··· Records provided

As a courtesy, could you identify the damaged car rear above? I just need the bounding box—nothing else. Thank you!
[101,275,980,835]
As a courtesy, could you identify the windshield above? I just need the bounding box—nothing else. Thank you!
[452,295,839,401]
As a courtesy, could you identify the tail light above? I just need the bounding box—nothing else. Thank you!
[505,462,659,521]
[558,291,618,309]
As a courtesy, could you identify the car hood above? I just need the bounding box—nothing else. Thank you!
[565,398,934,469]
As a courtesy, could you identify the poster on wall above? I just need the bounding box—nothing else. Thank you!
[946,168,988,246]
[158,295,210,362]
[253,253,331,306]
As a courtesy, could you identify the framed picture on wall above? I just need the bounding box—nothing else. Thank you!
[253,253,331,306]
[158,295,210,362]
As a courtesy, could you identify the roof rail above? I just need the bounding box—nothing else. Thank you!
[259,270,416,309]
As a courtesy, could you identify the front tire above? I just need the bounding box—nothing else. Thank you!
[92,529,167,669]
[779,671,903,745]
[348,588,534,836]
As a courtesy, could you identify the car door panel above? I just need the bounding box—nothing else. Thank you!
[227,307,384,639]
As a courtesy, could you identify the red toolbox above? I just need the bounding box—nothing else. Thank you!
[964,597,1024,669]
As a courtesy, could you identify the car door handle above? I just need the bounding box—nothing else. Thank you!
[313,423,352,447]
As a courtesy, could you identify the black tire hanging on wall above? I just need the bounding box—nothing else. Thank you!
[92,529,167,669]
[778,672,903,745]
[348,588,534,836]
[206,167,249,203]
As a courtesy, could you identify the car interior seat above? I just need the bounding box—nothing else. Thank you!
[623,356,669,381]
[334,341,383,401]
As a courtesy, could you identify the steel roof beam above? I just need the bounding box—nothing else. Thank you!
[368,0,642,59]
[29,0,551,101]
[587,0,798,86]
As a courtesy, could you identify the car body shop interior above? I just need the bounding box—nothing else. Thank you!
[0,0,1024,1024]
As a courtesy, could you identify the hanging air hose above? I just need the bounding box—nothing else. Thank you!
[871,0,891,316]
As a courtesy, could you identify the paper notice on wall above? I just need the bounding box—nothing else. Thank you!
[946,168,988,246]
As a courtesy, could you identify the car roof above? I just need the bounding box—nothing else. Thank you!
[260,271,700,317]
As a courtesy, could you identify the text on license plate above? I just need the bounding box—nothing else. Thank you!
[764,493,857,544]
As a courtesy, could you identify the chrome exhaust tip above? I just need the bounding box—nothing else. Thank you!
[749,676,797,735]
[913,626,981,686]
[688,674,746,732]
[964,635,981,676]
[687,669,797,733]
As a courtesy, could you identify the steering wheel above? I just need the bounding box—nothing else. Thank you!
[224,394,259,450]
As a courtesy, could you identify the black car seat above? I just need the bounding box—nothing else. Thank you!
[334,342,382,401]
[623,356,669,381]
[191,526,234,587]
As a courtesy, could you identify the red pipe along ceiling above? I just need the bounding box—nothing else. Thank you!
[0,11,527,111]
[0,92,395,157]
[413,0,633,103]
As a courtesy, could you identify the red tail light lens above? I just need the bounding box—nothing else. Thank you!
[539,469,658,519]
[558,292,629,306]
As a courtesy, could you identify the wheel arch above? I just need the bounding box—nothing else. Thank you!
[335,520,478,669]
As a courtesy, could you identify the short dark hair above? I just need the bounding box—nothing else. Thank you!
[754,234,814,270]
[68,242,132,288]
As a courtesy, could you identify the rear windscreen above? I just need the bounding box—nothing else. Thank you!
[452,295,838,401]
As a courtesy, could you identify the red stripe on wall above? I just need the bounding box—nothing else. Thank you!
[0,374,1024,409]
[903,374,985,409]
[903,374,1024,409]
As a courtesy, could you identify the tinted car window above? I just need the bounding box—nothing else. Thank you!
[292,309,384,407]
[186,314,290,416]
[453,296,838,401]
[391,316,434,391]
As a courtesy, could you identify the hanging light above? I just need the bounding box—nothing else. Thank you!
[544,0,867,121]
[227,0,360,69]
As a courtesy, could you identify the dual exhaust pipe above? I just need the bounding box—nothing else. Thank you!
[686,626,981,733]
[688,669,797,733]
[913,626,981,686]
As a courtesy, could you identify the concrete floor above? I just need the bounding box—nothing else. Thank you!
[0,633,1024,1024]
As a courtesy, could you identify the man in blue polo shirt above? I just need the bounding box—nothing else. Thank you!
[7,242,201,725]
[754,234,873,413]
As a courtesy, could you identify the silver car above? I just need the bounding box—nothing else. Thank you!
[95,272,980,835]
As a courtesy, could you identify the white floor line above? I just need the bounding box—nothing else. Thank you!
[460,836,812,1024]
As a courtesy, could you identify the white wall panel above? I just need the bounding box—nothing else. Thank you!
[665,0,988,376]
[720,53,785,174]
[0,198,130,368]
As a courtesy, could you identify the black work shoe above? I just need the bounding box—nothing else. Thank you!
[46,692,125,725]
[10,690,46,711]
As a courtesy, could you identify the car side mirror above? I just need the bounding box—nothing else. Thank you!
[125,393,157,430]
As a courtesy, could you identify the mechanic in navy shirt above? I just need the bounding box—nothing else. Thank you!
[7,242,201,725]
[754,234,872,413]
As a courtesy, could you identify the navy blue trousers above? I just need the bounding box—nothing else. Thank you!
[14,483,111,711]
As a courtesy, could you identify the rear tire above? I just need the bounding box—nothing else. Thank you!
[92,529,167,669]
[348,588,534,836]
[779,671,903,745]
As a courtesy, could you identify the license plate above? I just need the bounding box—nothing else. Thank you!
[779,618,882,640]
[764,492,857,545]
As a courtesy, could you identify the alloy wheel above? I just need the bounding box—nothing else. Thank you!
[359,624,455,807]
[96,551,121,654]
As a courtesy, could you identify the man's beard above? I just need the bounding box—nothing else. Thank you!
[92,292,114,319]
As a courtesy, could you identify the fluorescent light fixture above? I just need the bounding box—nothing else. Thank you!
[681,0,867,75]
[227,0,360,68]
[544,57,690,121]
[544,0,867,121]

······

Reproduce the lines above without any change.

§ Problem solution
As a courtesy, could you identify the damaged car rear above? I just need the bounding box—nothing else. Thank you!
[101,275,980,835]
As a courtesy, could you identify the windshield above? I just need the bounding box—nothing else. Thank you!
[452,295,839,401]
As a courtesy, could you identify the tail light above? I just need the bounding box—nothing else. Thank you!
[505,462,659,521]
[558,291,618,309]
As a courtesy, could you identify the car hood above? I just need the bounding box—nothing else. Thank you!
[565,398,934,469]
As a courtesy, could you identify the poster on wall above? I just need the bounding box—nothing else. Thank you!
[946,168,988,246]
[158,295,210,362]
[253,253,331,306]
As a courtesy, could you identify the framed picture on wall above? I just need the bounding box—nothing else. Thank you!
[253,253,331,306]
[158,295,210,362]
As a courtesy, could you identify the roof rail above? I just need the bounding box—nothing else. Thank you!
[259,270,416,309]
As a courtesy, could you identify the front tire above? I just need the bounding box—nothing else. Thank you!
[92,529,167,669]
[779,671,903,745]
[348,588,534,836]
As a courtesy, could you identify the car door panel above? I just need the bounding box—nothing else. Thank you!
[227,307,384,639]
As a courtesy, could you identify the red toolbox above? I just need the bounding box—nothing else. Thank you!
[964,597,1024,669]
As a courtesy, could you identify the car door handle above? I just need the bounding box—nothing else. Thank you!
[313,423,352,447]
As a courtesy, could you identify the black tire hanging on wall above? I just need the bounding box—nothing else. Thank you!
[92,529,167,669]
[778,672,903,745]
[348,588,534,836]
[206,167,249,203]
As a courtesy, could you identify the car interior seat above? I just need the bounding box—nothing else. Thank you!
[623,356,669,381]
[334,341,383,401]
As a courtesy, could you identify the steel roof beam above? I just need the bounding box—nothing else. Thank you!
[368,0,642,59]
[29,0,551,101]
[587,0,798,86]
As a courtesy, could you identify the car body shop interior above? I just need the bounding box—nothing else. Thank you!
[0,0,1024,1024]
As a courtesy, could you identify the hanging air hose above? I just need the bounding box—nothing else. Thank you!
[871,0,891,316]
As a courtesy, could you identify the paper notice on wall above? I just need the bounding box—nothing else. Thank you!
[946,168,988,246]
As a courtesy, could you identify the car roof above? I just need the bounding box—nothing else. Thank you!
[260,271,700,317]
As a courtesy, could you identify the text on license plate above? I just need the bounding box—nothing else. Thank you!
[764,493,857,544]
As a courtesy, could you identify the chrome exhaust tip above? I just need the bounding box—nothing else. Thank you!
[749,676,797,735]
[913,626,981,686]
[688,674,746,732]
[964,635,981,676]
[687,669,797,733]
As a courtesy, could you identify the steering wheel above? I just need the bounding box—nothing else. Thank you!
[224,394,259,450]
As a courtesy, could you identify the black car seat above? I just need the bounding box—nothing else. Thank you!
[334,342,382,401]
[623,356,669,381]
[191,526,234,587]
As a courtesy, could you identify the red pipe along ceiling above? I just need the bounding box—nothing else. Thank you!
[0,11,527,111]
[0,92,395,157]
[413,0,633,103]
As a courtesy, could you identify the red tail light lens above? I just need the bounding box—nothing else. Thank you!
[539,469,658,519]
[558,292,629,306]
As a courtesy, could you identify the wheel arch above? I just need the bounding box—nothing else. Thank you!
[335,520,478,669]
As a courtesy, could you identify the short dark hair above? I just need the bounding box—nothing else. Thank you!
[754,234,814,270]
[68,242,132,288]
As a courtesy, could you identify the rear windscreen above? I just need the bounding box—nothing else. Thank you!
[452,295,838,401]
As a courtesy, could you identify the red stripe on wall above? I just need the bounding box—nothing else. Thank you!
[0,374,1024,409]
[903,374,985,409]
[903,374,1024,409]
As a courtesy, could you identify the tinted car window above? I just need the bounding box—nothing else. Thank you!
[292,309,384,407]
[186,314,290,416]
[453,296,838,401]
[391,316,434,391]
As a courtesy, could you identify the hanging light above? I just need the bounding box—nothing else. Thank you!
[544,0,867,121]
[227,0,360,69]
As a courtesy, could you identify the dual exhaust pipe above? I just need the bounding box—nothing else. Thank you!
[686,626,981,733]
[688,669,797,733]
[913,626,981,686]
As a courtesy, could you identify the concrete floor above? I just need the bounding box—nothing else. Thank you!
[0,633,1024,1024]
As a courtesy, could you identify the man in blue polo shirt above? I just need the bounding box—nothing else. Thank you!
[7,242,201,725]
[754,234,873,413]
As a courtesy, could you identify the silver car above? I just need the bounding box—nothing else. Thank you!
[95,272,980,835]
As a courtesy, could you identify the white floor line above? I just need the bounding box—nothing else. Thank you!
[460,836,812,1024]
As a courtesy, could you identify the white wall panel above? I just need the bounding box—nothing else. Thank you!
[665,0,988,376]
[720,53,785,174]
[0,198,130,368]
As a courtesy, could you identify the black work shoe above? I just need the bounding box—nothing else. Thank you!
[46,692,125,725]
[10,690,46,711]
As a courtesy, could you identify the car side mirror above? I just need the bounding box—nothing else. Thank you!
[125,393,157,430]
As a courtesy, could you identify the mechanic in navy shirt above? I just need the bounding box—nothing else. Thank you!
[7,242,201,725]
[754,234,872,413]
As a courtesy, could you identify the navy blue trousers above? I just need the bounding box—nothing else. Thank you!
[14,483,111,711]
As a courtesy, could you identify the rear tire above? I just need the bounding box—nothing else. Thank you!
[92,529,167,669]
[348,588,534,836]
[779,671,903,745]
As a courtesy, could you identify the license plate above? I just need the bounding box—nothing else. Thank you!
[779,618,882,640]
[764,492,857,545]
As a courtesy, could you identify the alloy wheel above? I just need the bounding box—nothing else. Thank you!
[359,624,455,807]
[96,551,121,654]
As a courtesy, could you identify the man's beard above? I just need the bounding box—nothing else. Thank you!
[92,292,114,319]
As a courtesy, could you identify the fluorescent light fixture above? I just need the bounding box—nothing else. Thank you!
[681,0,867,75]
[227,0,360,68]
[544,57,690,121]
[544,0,867,121]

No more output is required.